#### Fragmento ####

El gran error de nuestro tiempo es no tener clara conciencia de que los comportamientos individuales repercuten de manera directa y muy eficaz en la sociedad entera porque “las cuestiones personales” se convierten, tarde o temprano, en cuestiones sociales. El gran error de nuestro tiempo es no tomar en cuenta que la salud, las enfermedades, la pobreza, la riqueza, el trabajo, la pereza, el libertinaje, el egoísmo, la vanidad, la credulidad, la ferocidad de cada hombre en particular, siempre se traslada de una forma u otra al organismo social del que forma parte. El gran error de nuestro tiempo es creer que hay cuestiones sociales, cuando las cuestiones son siempre individuales y acaban manifestándose socialmente. El gran error de nuestro tiempo es la tremenda apatía que se aprecia en quienes deberían tomar las medidas necesarias y oportunas para atajar las enfermedades de ese elemento anatómico de la sociedad que es el ciudadano, en evitación de que terminen infectando y pudriendo todo el cuerpo social.

Pero aún hay otro error que es más trágico y letal. Este nuevo y malhadado error lleva a pretender el gran absurdo de que la política y los políticos son médicos adecuados para remediar la enfermedad a base de legislar y gobernar. Mientras no se demuestre lo contrario, ni a la política ni a los políticos les importa la patología, la psicología y la anatomía de la sociedad. No hay más que ver cómo echan mano de la cirugía (¡en el mundo sanitario se dice que “la cirugía es el fracaso de la medicina”!) cortando y cosiendo planes macro económicos atados a ideologías de uno u otro signo que se pretende hacer pasar por remedios sanadores. Pretensión inútil, pues a la larga ―y a la corta― no hacen más que agravar los efectos ulteriores de la enfermedad.

Y, por desgracia, aún hay otro error más. Es de aurora boreal, pues consiste en que los ciudadanos medimos con una gran indulgencia los males que causan o pueden causar los legisladores y los gobernantes. Lejos de considerar que los desastres provocados por las leyes y las malas acciones de gobierno merecen ser muy duramente castigados, nos contentamos con aducir que “la cosa no es para tanto”. Herbert Spencer, un gran naturalista, filósofo, psicólogo y sociólogo británico, ya dijo a finales del siglo XIX que “basta fijar los ojos en la historia de las legislaciones para ver que los males causados por legisladores ignorantes son tan numerosos y trágicos como los causados por los ignorantes metidos a administrar los remedios”.

Para curar a esta sociedad tan gravemente enferma en la que vivimos debe comenzarse por curar al individuo y la única terapia apropiada es inyectarle en vena unos cuantos centímetros cúbicos de moralidad, honradez, ética y sentido religioso, porque sólo con ellos se puede construir y afirmar vigorosamente la integridad de la persona y de la sociedad. Es inconcebible que hoy se esquive y tire a la cuneta el sentido religioso, cuando este es la base más sólida para construir una jerarquía de valores tales como el civismo, el respeto, el sentido del esfuerzo, la justicia, la nobleza, el decoro, la nobleza o la dignidad. Una vez esfumado el sentido religioso emerge inevitablemente un individualismo extremo que paso a paso aboca en la desvinculación. Roto el vínculo o relación entre las personas prospera a placer la conflictividad y, a partir de ahí, la consecuencia lógica es la disensión, la discordia, el conflicto… y el completo derrumbe social.

Es terrible y lamento ser tan poco optimista, pero esto es el fruto de haberse arrumbado, primero a nivel personal y después a nivel social, esa cultura cristiana que operó la mayor transformación que ha conocido la humanidad. Una cultura que se ha sustituido por ideas, concepciones y falsas erudiciones ladinamente amasadas con sucios restos y alterados vestigios de lo que en verdad son los auténticos valores cristianos.

####

## Encargo de trabajo A
Según el fragmento, ¿a finales de qué siglo hizo Herbert Spencer la afirmación citada sobre los legisladores?
## Encargo de trabajo B
Enumera todo lo que, según el fragmento, habría que inyectar en vena al individuo como única terapia apropiada.
## Encargo de trabajo C
Edita el fragmento desde "Pero aún hay" hasta "de la enfermedad.", ambos incluidos, y escríbelo sustituyendo "médicos" por "curanderos".

#### Material de partida ####

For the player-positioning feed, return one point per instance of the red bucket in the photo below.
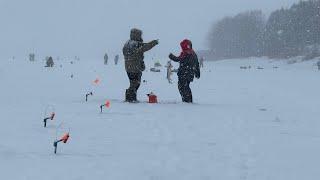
(153, 98)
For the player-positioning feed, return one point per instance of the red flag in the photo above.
(108, 104)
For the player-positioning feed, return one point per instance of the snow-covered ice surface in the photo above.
(254, 124)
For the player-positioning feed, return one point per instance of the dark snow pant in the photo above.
(135, 81)
(185, 91)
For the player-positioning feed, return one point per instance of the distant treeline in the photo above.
(285, 33)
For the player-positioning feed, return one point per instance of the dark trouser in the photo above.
(185, 91)
(135, 81)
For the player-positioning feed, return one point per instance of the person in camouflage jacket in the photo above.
(133, 52)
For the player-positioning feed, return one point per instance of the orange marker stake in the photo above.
(64, 139)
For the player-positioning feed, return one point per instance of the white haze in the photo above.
(89, 28)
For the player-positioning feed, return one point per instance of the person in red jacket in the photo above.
(188, 69)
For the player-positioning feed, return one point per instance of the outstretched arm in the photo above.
(147, 46)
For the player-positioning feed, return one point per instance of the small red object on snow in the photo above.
(52, 116)
(152, 98)
(108, 104)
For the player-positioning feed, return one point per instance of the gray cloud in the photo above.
(90, 27)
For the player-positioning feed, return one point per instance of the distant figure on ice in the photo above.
(201, 62)
(32, 57)
(49, 62)
(133, 52)
(189, 67)
(106, 59)
(169, 71)
(116, 59)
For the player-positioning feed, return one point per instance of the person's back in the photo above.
(188, 68)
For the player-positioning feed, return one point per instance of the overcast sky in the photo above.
(89, 28)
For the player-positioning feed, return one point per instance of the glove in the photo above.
(197, 74)
(155, 42)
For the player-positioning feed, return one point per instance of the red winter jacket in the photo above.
(188, 60)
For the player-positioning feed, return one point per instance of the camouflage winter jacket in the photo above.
(133, 52)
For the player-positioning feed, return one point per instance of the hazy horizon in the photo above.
(91, 28)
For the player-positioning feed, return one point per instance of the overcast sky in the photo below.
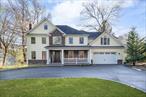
(67, 12)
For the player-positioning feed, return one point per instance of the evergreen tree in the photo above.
(135, 47)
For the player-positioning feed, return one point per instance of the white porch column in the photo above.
(62, 56)
(48, 58)
(89, 56)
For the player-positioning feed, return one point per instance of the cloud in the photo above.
(68, 12)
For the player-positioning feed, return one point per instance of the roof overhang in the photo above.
(82, 47)
(68, 47)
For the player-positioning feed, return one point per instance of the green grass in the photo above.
(66, 87)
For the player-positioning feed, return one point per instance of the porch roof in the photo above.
(81, 47)
(68, 47)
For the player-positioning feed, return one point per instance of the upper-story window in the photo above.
(105, 41)
(44, 54)
(43, 40)
(33, 55)
(70, 40)
(81, 40)
(45, 27)
(32, 40)
(57, 40)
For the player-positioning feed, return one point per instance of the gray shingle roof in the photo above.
(69, 30)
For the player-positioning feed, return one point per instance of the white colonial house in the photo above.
(63, 45)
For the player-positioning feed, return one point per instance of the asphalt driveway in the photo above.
(117, 73)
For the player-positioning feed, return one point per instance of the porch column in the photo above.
(62, 56)
(48, 58)
(89, 56)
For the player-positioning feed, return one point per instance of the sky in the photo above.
(67, 12)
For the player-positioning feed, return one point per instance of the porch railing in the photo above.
(76, 60)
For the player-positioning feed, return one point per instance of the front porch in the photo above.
(68, 57)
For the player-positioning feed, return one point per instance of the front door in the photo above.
(55, 58)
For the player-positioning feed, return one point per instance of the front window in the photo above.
(33, 55)
(32, 40)
(44, 55)
(70, 40)
(81, 40)
(57, 40)
(45, 27)
(70, 54)
(105, 41)
(43, 40)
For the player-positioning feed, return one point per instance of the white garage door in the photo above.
(104, 58)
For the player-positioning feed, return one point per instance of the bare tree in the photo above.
(26, 12)
(7, 31)
(101, 16)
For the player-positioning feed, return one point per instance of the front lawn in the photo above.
(66, 87)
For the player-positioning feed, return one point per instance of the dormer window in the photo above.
(105, 41)
(81, 40)
(57, 40)
(70, 40)
(45, 27)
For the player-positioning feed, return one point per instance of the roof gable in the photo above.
(39, 28)
(114, 41)
(69, 30)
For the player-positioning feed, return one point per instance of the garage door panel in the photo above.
(104, 58)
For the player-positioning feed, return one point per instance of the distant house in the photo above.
(10, 60)
(63, 45)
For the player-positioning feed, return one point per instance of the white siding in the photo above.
(113, 42)
(76, 41)
(119, 52)
(40, 29)
(38, 46)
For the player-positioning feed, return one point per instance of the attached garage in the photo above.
(105, 58)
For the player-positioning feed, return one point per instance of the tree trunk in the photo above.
(23, 47)
(5, 55)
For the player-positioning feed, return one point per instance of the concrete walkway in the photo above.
(119, 73)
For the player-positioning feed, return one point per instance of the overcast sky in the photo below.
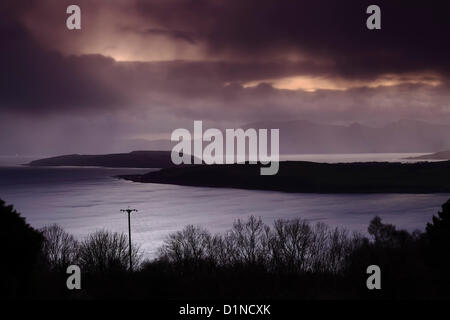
(140, 69)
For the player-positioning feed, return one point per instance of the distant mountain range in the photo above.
(443, 155)
(135, 159)
(296, 137)
(303, 137)
(401, 136)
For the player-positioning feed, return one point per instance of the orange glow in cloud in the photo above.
(311, 84)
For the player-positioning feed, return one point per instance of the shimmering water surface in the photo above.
(83, 200)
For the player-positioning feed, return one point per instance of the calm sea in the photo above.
(83, 200)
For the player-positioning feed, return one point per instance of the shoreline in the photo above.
(311, 177)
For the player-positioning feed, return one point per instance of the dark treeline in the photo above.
(290, 259)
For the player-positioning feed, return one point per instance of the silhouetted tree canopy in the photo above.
(20, 250)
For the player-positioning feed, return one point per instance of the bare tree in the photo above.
(105, 251)
(60, 248)
(192, 244)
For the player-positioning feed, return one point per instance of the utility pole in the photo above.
(129, 211)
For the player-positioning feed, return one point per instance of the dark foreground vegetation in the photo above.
(300, 176)
(292, 259)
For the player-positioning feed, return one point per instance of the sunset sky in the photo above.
(140, 69)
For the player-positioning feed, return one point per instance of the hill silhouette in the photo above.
(135, 159)
(300, 176)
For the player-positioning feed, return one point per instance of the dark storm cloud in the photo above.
(243, 42)
(414, 35)
(35, 80)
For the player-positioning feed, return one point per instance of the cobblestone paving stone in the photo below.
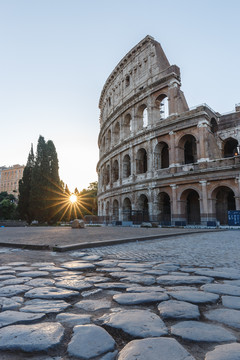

####

## Solución del ejercicio A
A finales del siglo XIX.

## Solución del ejercicio B
Moralidad, honradez, ética y sentido religioso.

## Solución del ejercicio C
Pero aún hay otro error que es más trágico y letal. Este nuevo y malhadado error lleva a pretender el gran absurdo de que la política y los políticos son curanderos adecuados para remediar la enfermedad a base de legislar y gobernar. Mientras no se demuestre lo contrario, ni a la política ni a los políticos les importa la patología, la psicología y la anatomía de la sociedad. No hay más que ver cómo echan mano de la cirugía (¡en el mundo sanitario se dice que “la cirugía es el fracaso de la medicina”!) cortando y cosiendo planes macro económicos atados a ideologías de uno u otro signo que se pretende hacer pasar por remedios sanadores. Pretensión inútil, pues a la larga ―y a la corta― no hacen más que agravar los efectos ulteriores de la enfermedad.